====== MATERIAL TO PROCESS
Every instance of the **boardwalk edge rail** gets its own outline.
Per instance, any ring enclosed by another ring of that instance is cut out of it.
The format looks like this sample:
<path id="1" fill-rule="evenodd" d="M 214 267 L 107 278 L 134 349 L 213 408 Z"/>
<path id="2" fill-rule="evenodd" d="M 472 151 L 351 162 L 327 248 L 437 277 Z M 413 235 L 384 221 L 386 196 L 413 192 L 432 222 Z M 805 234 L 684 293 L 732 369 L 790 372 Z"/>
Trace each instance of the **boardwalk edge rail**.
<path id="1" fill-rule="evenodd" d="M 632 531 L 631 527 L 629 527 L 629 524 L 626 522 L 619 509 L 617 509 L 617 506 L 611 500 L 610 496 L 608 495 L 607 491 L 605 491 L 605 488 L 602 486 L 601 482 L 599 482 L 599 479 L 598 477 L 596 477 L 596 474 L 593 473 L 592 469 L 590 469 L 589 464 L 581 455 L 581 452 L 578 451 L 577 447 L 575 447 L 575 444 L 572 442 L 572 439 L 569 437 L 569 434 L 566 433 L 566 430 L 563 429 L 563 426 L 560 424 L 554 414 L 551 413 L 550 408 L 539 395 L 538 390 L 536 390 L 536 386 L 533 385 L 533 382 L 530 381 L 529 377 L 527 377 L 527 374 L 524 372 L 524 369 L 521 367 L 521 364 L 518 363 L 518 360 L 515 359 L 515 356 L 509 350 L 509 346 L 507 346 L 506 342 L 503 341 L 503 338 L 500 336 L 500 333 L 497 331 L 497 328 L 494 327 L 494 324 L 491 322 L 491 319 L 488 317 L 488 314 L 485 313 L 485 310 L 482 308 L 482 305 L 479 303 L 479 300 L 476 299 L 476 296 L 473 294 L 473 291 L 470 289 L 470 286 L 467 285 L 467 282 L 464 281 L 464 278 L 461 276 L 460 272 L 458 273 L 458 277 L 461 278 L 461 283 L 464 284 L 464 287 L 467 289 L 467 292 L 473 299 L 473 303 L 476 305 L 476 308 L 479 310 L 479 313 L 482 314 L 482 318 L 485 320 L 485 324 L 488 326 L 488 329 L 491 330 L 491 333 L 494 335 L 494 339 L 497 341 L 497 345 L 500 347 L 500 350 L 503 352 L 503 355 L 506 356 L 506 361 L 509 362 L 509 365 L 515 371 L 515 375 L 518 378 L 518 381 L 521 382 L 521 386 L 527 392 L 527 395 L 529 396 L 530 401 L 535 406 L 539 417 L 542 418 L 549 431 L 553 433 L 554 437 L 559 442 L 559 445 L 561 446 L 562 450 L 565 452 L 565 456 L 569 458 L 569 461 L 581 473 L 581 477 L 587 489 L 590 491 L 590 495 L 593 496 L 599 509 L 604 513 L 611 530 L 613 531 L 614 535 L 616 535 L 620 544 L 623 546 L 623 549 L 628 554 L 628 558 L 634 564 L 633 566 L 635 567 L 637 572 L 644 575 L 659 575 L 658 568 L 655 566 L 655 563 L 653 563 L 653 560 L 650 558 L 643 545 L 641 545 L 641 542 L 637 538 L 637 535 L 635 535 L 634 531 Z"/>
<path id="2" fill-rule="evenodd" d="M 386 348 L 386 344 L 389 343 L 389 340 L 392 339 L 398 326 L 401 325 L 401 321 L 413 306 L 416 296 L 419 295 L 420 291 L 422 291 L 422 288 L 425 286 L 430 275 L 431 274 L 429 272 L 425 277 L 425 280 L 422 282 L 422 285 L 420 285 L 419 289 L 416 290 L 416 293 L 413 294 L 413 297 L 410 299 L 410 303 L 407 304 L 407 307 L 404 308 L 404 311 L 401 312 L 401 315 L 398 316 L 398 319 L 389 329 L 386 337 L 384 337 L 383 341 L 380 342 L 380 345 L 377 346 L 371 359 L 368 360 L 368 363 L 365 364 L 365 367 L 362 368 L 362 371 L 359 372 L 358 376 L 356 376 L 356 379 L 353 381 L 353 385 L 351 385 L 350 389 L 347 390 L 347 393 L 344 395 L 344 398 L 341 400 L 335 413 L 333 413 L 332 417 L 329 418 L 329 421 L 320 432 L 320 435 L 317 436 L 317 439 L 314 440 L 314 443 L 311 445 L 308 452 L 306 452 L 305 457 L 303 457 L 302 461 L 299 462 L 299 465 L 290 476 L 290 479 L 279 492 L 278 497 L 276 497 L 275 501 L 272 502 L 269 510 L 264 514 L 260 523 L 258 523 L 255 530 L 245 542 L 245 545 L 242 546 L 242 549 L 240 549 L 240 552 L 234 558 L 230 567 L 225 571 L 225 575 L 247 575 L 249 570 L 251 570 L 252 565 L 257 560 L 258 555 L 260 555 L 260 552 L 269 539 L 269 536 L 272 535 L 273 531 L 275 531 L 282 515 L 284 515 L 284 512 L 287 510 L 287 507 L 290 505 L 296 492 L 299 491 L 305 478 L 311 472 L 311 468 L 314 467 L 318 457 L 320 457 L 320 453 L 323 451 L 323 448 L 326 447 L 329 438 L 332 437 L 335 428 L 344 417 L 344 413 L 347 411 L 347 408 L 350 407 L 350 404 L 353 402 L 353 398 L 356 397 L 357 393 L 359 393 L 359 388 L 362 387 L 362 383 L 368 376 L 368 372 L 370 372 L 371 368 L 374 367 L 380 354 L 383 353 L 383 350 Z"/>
============
WORK TO BE COMPLETED: Whatever appears in the data above should be set down again exactly.

TASK OUTPUT:
Every instance of the **boardwalk edge rail** gets its own outline.
Per instance, any ring enclosed by another ring of that instance is cut out of it.
The format looks like this sample:
<path id="1" fill-rule="evenodd" d="M 214 267 L 107 278 L 134 349 L 213 408 Z"/>
<path id="2" fill-rule="evenodd" d="M 472 151 L 351 162 L 327 248 L 437 277 Z M 413 235 L 384 221 L 386 196 L 413 192 L 432 222 Z M 805 234 L 684 293 L 732 369 L 790 372 Z"/>
Trace each instance of the **boardwalk edge rail**.
<path id="1" fill-rule="evenodd" d="M 632 531 L 631 527 L 629 527 L 629 524 L 626 522 L 619 509 L 617 509 L 617 506 L 611 500 L 610 496 L 608 495 L 607 491 L 605 491 L 605 488 L 602 486 L 601 482 L 599 482 L 599 479 L 598 477 L 596 477 L 596 474 L 593 473 L 592 469 L 590 469 L 589 464 L 581 455 L 581 452 L 578 451 L 577 447 L 575 447 L 575 444 L 572 442 L 572 439 L 569 437 L 569 434 L 566 433 L 566 430 L 563 429 L 563 426 L 560 424 L 554 414 L 551 413 L 550 408 L 539 395 L 538 390 L 536 390 L 536 386 L 533 385 L 533 382 L 530 381 L 529 377 L 527 377 L 527 374 L 524 372 L 524 369 L 521 367 L 521 364 L 518 363 L 518 360 L 515 359 L 515 356 L 509 350 L 509 346 L 507 346 L 506 342 L 503 341 L 503 338 L 500 336 L 500 333 L 497 331 L 497 328 L 494 327 L 494 324 L 491 322 L 491 319 L 488 317 L 488 314 L 485 313 L 485 310 L 482 308 L 482 305 L 479 303 L 479 300 L 476 299 L 476 296 L 473 294 L 473 291 L 470 289 L 470 286 L 467 285 L 467 282 L 464 281 L 464 278 L 461 276 L 460 272 L 458 273 L 458 277 L 461 278 L 461 283 L 464 284 L 464 287 L 467 289 L 467 292 L 473 299 L 473 303 L 476 305 L 476 308 L 479 310 L 479 313 L 482 314 L 482 318 L 485 320 L 485 324 L 488 326 L 488 329 L 491 330 L 491 333 L 494 335 L 494 339 L 497 341 L 497 345 L 500 347 L 500 350 L 503 352 L 503 355 L 506 356 L 506 361 L 509 362 L 509 365 L 515 371 L 515 375 L 518 378 L 518 381 L 521 382 L 521 386 L 527 392 L 527 395 L 529 396 L 530 401 L 535 406 L 539 417 L 542 418 L 549 431 L 553 433 L 554 437 L 559 442 L 559 445 L 561 446 L 562 450 L 565 452 L 565 456 L 569 458 L 569 461 L 581 473 L 581 477 L 587 489 L 590 491 L 590 495 L 593 496 L 599 509 L 604 513 L 611 530 L 613 531 L 614 535 L 616 535 L 620 544 L 623 546 L 623 549 L 628 554 L 628 558 L 634 564 L 633 566 L 635 567 L 637 572 L 644 575 L 659 575 L 658 568 L 655 566 L 655 563 L 653 563 L 653 560 L 650 558 L 643 545 L 641 545 L 641 542 L 637 538 L 637 535 L 635 535 L 634 531 Z"/>
<path id="2" fill-rule="evenodd" d="M 386 348 L 386 344 L 389 343 L 389 340 L 392 339 L 398 326 L 401 325 L 401 321 L 413 306 L 416 296 L 419 295 L 420 291 L 422 291 L 422 288 L 425 286 L 430 275 L 431 274 L 429 272 L 425 277 L 425 280 L 422 282 L 422 285 L 420 285 L 419 289 L 416 290 L 416 293 L 413 294 L 413 297 L 410 299 L 410 303 L 407 304 L 407 307 L 404 308 L 404 311 L 401 312 L 401 315 L 398 316 L 398 319 L 389 329 L 386 337 L 384 337 L 383 341 L 380 342 L 380 345 L 377 346 L 371 359 L 368 360 L 368 363 L 365 364 L 365 367 L 362 368 L 362 371 L 359 372 L 358 376 L 356 376 L 356 379 L 353 381 L 353 385 L 351 385 L 350 389 L 347 390 L 347 393 L 344 395 L 344 398 L 341 400 L 335 413 L 333 413 L 332 417 L 329 418 L 329 421 L 320 432 L 320 435 L 317 436 L 317 439 L 314 440 L 314 443 L 311 445 L 308 452 L 306 452 L 305 457 L 303 457 L 302 461 L 299 462 L 299 465 L 290 476 L 290 479 L 279 492 L 278 497 L 276 497 L 275 501 L 272 502 L 269 510 L 264 514 L 260 523 L 258 523 L 255 530 L 245 542 L 245 545 L 242 546 L 242 549 L 240 549 L 240 552 L 234 558 L 230 567 L 225 571 L 225 575 L 247 575 L 249 570 L 251 570 L 252 565 L 257 560 L 258 555 L 260 555 L 260 552 L 269 539 L 269 536 L 272 535 L 273 531 L 275 531 L 282 515 L 284 515 L 284 512 L 287 510 L 287 507 L 290 505 L 296 492 L 299 491 L 305 478 L 311 472 L 311 468 L 314 467 L 318 457 L 320 457 L 320 453 L 323 451 L 323 448 L 326 447 L 329 438 L 332 437 L 335 428 L 344 417 L 344 413 L 347 411 L 347 408 L 350 407 L 350 404 L 353 402 L 353 398 L 356 397 L 357 393 L 359 393 L 359 388 L 362 387 L 362 383 L 368 376 L 368 372 L 370 372 L 371 368 L 374 367 L 380 354 L 383 353 L 383 350 Z"/>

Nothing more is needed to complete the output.